▶ [THE DATA]:
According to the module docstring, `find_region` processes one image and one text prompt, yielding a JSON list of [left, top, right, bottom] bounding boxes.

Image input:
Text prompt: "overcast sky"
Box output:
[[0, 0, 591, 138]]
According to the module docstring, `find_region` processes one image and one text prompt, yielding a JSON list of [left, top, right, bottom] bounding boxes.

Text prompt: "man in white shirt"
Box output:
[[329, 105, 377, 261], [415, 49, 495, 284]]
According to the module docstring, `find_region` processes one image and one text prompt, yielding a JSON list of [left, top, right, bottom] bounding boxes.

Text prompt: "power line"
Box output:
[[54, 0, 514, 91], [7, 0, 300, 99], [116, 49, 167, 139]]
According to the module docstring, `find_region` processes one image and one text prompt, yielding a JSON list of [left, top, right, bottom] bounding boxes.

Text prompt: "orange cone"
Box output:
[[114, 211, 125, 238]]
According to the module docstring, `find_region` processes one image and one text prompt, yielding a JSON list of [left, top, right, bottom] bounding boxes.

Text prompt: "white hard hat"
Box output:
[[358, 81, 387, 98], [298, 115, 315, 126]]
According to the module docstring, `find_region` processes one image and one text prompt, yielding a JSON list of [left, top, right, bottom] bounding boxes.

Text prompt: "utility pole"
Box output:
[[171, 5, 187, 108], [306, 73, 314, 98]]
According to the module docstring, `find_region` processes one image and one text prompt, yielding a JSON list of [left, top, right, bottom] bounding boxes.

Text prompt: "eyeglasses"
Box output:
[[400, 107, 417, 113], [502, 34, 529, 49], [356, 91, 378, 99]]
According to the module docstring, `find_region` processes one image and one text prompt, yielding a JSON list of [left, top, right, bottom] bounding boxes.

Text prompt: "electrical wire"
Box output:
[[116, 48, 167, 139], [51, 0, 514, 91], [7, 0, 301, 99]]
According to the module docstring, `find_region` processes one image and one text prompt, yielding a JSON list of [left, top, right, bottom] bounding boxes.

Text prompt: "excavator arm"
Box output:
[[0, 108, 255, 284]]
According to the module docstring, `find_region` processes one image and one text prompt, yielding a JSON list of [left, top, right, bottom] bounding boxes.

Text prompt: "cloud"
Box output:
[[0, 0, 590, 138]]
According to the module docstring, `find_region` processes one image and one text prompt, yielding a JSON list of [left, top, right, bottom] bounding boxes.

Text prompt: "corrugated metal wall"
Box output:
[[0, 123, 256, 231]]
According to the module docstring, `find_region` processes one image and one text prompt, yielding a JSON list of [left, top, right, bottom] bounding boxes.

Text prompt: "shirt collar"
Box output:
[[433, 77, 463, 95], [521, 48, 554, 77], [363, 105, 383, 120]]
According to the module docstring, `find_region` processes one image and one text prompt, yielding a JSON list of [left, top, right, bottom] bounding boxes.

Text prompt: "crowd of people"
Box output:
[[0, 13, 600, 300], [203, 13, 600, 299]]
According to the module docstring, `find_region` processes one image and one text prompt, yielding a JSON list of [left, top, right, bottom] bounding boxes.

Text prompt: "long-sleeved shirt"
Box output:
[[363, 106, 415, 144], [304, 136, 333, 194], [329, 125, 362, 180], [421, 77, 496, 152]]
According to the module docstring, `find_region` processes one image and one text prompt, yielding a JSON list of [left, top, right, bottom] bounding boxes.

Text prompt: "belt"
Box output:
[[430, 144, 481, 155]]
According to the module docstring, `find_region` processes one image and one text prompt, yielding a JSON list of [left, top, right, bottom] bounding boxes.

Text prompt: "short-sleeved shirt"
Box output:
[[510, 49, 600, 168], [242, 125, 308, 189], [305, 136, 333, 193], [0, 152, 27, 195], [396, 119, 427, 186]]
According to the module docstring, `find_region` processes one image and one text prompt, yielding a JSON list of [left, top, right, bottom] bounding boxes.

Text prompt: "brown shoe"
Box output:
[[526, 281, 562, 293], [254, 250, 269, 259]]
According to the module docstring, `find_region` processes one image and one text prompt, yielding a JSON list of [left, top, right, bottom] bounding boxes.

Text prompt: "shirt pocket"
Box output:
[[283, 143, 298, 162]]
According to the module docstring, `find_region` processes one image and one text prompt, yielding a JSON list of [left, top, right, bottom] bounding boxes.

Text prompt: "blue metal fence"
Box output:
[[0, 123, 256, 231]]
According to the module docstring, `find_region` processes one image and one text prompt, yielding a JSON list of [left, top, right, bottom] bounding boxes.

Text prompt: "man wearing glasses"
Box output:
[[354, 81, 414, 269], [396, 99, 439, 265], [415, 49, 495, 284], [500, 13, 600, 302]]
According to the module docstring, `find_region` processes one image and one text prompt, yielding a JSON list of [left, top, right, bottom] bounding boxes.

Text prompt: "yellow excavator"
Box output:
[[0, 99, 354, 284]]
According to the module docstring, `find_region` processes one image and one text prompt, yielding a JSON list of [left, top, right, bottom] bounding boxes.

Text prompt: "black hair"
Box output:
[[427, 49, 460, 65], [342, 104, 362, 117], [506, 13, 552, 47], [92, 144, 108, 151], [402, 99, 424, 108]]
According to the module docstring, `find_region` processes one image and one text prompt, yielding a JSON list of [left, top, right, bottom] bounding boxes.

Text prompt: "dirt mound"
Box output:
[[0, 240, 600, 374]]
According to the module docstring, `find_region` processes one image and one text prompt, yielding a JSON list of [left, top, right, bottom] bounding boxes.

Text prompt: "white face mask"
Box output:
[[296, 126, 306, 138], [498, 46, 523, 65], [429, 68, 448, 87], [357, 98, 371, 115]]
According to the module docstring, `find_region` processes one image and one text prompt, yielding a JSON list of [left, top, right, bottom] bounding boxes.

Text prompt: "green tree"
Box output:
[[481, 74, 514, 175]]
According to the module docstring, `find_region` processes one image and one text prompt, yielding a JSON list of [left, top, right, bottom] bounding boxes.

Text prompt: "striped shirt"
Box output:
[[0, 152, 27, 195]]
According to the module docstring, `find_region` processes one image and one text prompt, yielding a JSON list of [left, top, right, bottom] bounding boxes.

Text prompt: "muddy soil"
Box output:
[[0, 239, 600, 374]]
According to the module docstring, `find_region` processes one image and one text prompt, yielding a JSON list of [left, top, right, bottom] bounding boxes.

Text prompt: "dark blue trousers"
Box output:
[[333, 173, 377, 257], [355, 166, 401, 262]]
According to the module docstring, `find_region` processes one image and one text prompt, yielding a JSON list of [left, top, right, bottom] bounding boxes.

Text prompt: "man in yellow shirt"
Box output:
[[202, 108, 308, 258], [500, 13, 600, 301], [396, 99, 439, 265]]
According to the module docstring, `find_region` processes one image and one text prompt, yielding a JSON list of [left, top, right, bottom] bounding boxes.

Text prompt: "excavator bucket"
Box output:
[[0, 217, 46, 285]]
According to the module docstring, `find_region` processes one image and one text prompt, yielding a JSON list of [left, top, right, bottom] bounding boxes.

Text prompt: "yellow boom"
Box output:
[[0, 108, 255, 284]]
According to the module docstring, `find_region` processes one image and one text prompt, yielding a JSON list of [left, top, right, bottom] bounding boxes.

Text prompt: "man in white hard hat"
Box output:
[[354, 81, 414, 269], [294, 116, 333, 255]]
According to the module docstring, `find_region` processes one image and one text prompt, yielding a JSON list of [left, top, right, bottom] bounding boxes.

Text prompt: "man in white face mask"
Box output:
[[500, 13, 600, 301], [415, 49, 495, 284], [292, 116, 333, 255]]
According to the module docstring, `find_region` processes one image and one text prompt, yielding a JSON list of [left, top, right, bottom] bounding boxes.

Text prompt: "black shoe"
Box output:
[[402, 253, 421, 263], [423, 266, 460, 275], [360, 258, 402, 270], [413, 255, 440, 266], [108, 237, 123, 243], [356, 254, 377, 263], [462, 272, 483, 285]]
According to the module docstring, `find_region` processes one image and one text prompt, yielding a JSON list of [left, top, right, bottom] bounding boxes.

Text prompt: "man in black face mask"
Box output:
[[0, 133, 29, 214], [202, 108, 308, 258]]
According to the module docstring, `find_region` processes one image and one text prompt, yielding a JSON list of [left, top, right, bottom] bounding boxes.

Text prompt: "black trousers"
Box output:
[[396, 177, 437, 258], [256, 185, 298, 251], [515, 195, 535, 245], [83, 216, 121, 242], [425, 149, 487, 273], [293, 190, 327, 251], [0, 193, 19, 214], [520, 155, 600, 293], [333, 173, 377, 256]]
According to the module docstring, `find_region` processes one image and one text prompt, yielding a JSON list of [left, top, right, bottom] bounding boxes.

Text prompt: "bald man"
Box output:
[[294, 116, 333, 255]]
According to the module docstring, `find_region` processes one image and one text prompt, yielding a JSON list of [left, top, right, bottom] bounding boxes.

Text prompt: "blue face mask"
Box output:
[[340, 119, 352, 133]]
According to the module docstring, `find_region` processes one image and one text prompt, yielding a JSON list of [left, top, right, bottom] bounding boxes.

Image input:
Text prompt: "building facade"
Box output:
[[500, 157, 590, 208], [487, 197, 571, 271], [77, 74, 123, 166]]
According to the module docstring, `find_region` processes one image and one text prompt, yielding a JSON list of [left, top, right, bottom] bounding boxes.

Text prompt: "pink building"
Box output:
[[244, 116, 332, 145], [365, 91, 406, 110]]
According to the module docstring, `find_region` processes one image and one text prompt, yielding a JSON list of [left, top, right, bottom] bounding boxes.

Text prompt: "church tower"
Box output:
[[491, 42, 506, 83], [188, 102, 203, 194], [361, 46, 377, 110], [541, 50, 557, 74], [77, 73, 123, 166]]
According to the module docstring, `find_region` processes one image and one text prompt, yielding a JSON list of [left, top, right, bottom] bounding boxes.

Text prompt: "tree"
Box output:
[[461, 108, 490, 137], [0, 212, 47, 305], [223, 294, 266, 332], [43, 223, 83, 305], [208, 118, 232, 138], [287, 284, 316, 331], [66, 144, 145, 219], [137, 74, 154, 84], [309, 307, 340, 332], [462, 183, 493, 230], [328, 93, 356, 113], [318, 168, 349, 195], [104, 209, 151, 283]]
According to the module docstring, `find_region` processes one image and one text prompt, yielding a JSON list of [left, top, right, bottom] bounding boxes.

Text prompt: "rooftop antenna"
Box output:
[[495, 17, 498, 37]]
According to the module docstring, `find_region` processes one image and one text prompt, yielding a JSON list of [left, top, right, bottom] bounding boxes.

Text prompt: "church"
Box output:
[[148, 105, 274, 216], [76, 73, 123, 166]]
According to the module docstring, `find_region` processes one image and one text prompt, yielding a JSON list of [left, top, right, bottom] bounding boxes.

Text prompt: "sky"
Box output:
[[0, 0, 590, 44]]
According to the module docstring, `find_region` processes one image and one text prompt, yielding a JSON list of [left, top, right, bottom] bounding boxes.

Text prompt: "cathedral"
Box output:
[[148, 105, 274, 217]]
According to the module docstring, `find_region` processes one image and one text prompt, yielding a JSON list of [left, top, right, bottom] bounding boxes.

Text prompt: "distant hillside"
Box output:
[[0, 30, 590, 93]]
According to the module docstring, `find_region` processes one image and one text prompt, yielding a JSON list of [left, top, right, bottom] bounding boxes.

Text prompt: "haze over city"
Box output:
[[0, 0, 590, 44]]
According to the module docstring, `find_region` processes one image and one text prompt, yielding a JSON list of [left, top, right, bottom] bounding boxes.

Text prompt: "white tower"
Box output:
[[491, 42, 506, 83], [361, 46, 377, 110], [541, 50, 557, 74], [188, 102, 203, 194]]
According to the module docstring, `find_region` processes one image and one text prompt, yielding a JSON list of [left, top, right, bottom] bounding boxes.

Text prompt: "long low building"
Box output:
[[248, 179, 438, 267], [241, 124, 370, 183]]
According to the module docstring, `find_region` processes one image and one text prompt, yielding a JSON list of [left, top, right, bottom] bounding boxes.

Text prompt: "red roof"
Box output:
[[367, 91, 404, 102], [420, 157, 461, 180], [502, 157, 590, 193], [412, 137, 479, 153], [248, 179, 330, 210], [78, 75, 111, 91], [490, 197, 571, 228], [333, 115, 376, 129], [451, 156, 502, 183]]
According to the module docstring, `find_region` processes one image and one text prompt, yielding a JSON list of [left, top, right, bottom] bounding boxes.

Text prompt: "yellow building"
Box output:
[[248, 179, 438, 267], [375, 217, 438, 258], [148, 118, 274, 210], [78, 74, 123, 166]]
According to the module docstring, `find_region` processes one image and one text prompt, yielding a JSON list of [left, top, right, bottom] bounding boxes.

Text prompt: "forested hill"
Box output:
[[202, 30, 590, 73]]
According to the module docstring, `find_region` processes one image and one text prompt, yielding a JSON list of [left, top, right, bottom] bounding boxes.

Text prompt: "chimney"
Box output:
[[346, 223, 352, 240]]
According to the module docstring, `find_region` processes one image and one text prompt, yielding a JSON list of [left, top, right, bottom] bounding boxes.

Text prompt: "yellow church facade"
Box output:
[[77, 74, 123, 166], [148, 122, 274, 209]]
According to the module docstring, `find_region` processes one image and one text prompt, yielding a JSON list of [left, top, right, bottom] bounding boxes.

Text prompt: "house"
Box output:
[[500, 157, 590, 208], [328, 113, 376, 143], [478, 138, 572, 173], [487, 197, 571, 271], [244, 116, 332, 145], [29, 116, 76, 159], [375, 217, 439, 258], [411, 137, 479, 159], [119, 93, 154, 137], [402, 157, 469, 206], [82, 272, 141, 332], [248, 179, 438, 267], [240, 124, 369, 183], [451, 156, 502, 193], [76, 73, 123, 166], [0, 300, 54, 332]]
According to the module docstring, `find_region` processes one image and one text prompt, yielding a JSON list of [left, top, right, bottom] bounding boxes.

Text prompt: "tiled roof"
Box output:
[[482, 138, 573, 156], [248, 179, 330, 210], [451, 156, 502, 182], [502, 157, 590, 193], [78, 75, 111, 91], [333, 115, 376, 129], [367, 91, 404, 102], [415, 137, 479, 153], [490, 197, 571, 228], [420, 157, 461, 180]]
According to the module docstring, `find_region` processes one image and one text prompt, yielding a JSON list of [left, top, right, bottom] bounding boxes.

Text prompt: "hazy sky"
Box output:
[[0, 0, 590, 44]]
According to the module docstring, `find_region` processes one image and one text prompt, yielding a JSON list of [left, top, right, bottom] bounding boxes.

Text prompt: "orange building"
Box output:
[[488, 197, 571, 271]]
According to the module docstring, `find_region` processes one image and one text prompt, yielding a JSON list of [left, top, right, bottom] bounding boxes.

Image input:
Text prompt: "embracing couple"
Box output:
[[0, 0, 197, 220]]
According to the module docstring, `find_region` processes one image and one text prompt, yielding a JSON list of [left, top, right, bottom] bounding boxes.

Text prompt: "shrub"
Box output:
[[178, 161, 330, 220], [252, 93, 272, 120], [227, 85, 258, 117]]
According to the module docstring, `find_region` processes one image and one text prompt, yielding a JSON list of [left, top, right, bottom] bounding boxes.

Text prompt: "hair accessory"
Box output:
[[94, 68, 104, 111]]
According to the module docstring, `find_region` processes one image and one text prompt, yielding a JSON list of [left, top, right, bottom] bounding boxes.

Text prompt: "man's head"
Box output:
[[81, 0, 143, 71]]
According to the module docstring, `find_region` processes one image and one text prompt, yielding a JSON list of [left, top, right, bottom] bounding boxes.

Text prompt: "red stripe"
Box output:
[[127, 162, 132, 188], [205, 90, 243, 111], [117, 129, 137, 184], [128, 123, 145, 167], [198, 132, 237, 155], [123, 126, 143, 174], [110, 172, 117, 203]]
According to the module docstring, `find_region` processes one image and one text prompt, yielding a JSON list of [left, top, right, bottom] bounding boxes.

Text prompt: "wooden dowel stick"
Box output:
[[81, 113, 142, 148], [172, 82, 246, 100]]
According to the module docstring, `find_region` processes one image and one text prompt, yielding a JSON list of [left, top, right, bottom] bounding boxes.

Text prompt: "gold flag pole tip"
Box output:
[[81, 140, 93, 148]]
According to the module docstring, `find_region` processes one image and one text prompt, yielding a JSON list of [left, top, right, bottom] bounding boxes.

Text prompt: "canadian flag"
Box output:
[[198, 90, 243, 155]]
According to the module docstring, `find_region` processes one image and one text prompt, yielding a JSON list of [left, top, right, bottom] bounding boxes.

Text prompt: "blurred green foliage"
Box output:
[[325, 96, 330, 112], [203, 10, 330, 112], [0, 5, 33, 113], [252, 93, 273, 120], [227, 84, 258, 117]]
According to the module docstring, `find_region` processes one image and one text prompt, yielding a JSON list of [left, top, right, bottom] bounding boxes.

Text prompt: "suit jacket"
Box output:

▶ [TASK GOAL]: Can you give everything from the start of the material down to and including the line that contains "[[358, 81, 387, 98], [298, 115, 315, 126]]" as a Markdown table with the columns Row and Line, one numbered row per line and blank lines left out?

▶ [REPLY TO THE TASK]:
| Row | Line |
|---|---|
| 1 | According to the module docstring, `find_region` processes one image and one text prompt, yielding a JSON list of [left, top, right, bottom] bounding boxes. |
| 2 | Image input: |
| 3 | Text prompt: "overcast sky" |
| 4 | Box output: |
| 5 | [[0, 0, 591, 138]] |
| 6 | According to the module docstring, `find_region` processes one image and one text prompt, yielding a JSON list of [left, top, right, bottom] bounding boxes. |
| 7 | Text prompt: "man in white shirt" |
| 8 | Box output: |
| 9 | [[329, 105, 377, 261], [415, 49, 495, 284]] |
| 10 | According to the module docstring, `find_region` processes one image and one text prompt, yielding a JSON list of [left, top, right, bottom] bounding boxes. |
| 11 | Text prompt: "power line" |
| 12 | Box output: |
| 13 | [[54, 0, 514, 91], [7, 0, 300, 99], [116, 49, 167, 139]] |
| 14 | According to the module docstring, `find_region` processes one image and one text prompt, yielding a JSON list of [left, top, right, bottom] bounding boxes. |
| 15 | Text prompt: "orange cone" |
| 16 | Box output: |
| 17 | [[114, 211, 125, 238]] |
| 18 | According to the module docstring, `find_region` processes one image and one text prompt, yielding a JSON list of [left, top, right, bottom] bounding boxes. |
| 19 | Text prompt: "white hard hat" |
| 20 | Box output: |
| 21 | [[358, 81, 387, 98], [298, 115, 315, 126]] |